[Data items]
---
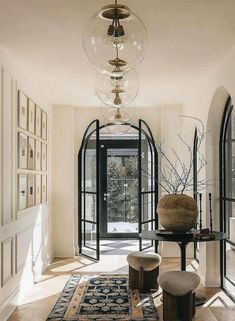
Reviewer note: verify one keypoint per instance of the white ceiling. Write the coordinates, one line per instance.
(186, 39)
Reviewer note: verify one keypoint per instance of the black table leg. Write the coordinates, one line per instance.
(199, 299)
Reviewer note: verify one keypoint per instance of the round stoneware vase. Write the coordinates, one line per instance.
(177, 212)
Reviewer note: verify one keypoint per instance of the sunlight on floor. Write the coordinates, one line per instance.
(37, 305)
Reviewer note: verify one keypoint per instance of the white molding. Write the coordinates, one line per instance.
(1, 142)
(5, 140)
(9, 305)
(22, 232)
(3, 279)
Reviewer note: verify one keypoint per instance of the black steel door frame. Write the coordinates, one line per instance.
(154, 219)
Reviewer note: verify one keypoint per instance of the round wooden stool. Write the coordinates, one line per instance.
(143, 270)
(178, 294)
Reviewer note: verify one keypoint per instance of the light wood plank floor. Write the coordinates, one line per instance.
(37, 305)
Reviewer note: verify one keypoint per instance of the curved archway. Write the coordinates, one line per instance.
(227, 196)
(210, 253)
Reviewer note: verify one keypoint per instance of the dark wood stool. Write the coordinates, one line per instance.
(143, 280)
(143, 270)
(178, 307)
(178, 294)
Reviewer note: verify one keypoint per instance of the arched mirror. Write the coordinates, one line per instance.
(227, 196)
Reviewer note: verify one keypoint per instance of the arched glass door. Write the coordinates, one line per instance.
(227, 197)
(88, 168)
(139, 196)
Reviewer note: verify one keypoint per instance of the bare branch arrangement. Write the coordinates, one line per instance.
(175, 177)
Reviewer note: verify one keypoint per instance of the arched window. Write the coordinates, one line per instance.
(227, 196)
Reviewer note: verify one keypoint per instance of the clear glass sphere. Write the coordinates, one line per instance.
(115, 33)
(117, 89)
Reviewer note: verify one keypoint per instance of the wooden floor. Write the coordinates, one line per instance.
(37, 305)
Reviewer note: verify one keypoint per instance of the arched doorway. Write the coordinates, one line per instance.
(107, 192)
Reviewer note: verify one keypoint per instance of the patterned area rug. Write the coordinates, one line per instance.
(102, 298)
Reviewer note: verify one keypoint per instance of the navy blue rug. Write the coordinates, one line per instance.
(102, 298)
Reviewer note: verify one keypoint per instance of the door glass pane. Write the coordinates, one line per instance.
(122, 190)
(90, 207)
(90, 167)
(146, 165)
(90, 235)
(147, 207)
(230, 261)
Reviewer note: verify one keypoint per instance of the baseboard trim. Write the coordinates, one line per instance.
(9, 305)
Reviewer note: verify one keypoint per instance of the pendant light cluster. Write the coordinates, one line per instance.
(115, 42)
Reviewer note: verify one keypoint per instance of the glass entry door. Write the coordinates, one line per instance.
(88, 160)
(119, 212)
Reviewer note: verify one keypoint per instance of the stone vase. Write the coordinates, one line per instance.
(177, 212)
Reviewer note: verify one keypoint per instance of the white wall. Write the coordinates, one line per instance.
(208, 104)
(25, 236)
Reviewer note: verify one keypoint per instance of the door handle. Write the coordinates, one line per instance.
(106, 195)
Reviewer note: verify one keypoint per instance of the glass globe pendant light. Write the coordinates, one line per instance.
(115, 28)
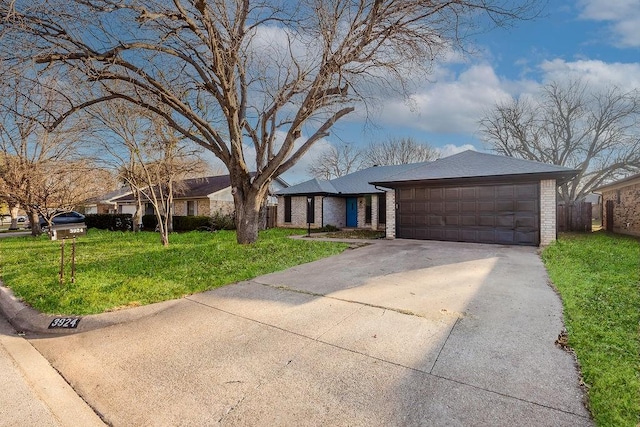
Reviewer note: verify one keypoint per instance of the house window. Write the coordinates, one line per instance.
(311, 209)
(382, 208)
(191, 208)
(367, 209)
(287, 208)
---
**Task brief:** Revise all of the data items above, replacing each occurrence of "Write the coordinates" with "List the coordinates" and leaving everything else unchanged. Omit the pictures from your answer.

**Solution to this problem:**
Reviewer note: verify one keypoint per instance of the white ceiling. List the coordinates, one line per instance.
(186, 39)
Reviewer note: verify one keypoint per instance of the black table leg. List the coordinates, one line per instance.
(199, 299)
Reviewer note: verify one keypoint per instance of the round stoneware vase. List the coordinates, one line per instance.
(177, 212)
Reviewer note: verify one keypoint per instance of the sunlight on floor. List the coordinates, one line per instance.
(37, 305)
Reviewer note: verify one keypoint per instance of the white molding. List the coordinates, one line per instance.
(1, 142)
(5, 140)
(9, 305)
(22, 232)
(3, 279)
Reviewer note: verify one keypoint per instance of the black steel door frame. List the coordinates, one line per instance.
(154, 219)
Reviewer note: verify one keypoint per instance of the round wooden stool. List the coordinates, one line per instance.
(143, 270)
(178, 294)
Reviewer note: verify one keypoint per instance of the light wood plank floor. List the coordinates, one line per instance.
(37, 305)
Reviewer note: verify one keypoint per instance of the curved archway. List the coordinates, one line per instance.
(227, 196)
(210, 253)
Reviewer note: verify one keypoint per instance of the dark wood stool. List the coordinates, one line per instance.
(143, 280)
(143, 270)
(178, 307)
(178, 294)
Reviewer note: verify one keypoint per instance of the arched mirror. List the coordinates, one line per instance.
(227, 196)
Reviewer note: verify one keypoint per instance of the arched glass door. List the coordinates, one line per instance.
(227, 197)
(88, 168)
(139, 196)
Reviewer note: verify one keypoint per instance of the bare branch arrangement. List the coordinates, one line per instance.
(175, 177)
Reviewer note: verify one keypoint per instance of the arched window. List the coordinates, one line per instance.
(227, 196)
Reviewer note: verify one keypoint per instance of the clear glass sphere. List the coordinates, one line per instance.
(115, 33)
(117, 89)
Reviewer note: verify one keypoint per instance of the wooden floor. List the coordinates, one line per instance.
(37, 305)
Reviewer note: verify one keypoint per instance of the arched doorway. List the coordinates, one line per instance.
(107, 192)
Reviewer note: verify one keypoint per instance of the patterned area rug. List the coordinates, one line per instance.
(102, 298)
Reviewer note: verify one keypoint per instance of the navy blue rug. List the coordinates, one line per instance.
(102, 298)
Reviewer note: verify one keypoint per instance of the door glass pane. List the coordinates, one line per instance.
(122, 190)
(90, 207)
(90, 167)
(146, 165)
(90, 235)
(147, 207)
(230, 261)
Reviewer note: verify one keypoint per instance of the baseboard trim. List the coordinates, one line per instance.
(9, 305)
Reviewer note: verify one keypoint per instance of the pendant light cluster. List the coordinates, one line per instance.
(115, 42)
Reviewer note: verify one keypoint per instance of the glass entry door. List the coordinates, one line per instance.
(88, 160)
(119, 212)
Reviewer note: verify one keypoint per instance of the stone vase. List the coordinates, one line per instance.
(177, 212)
Reviewer note: verify one keypoint per instance of the white wall. List the coordinates, one line per instance.
(208, 104)
(25, 236)
Reviewer note: verify one keypoint per instance of the door handle. List the coordinates, one line per instance.
(106, 195)
Reviewer note: verify one keypoint per instance of the glass globe pendant light. List the coordinates, one line per instance.
(115, 28)
Reviewer note: verify one keypoint per instance of the house window. List the coordinates, one line per instance.
(311, 209)
(382, 208)
(191, 208)
(367, 209)
(287, 208)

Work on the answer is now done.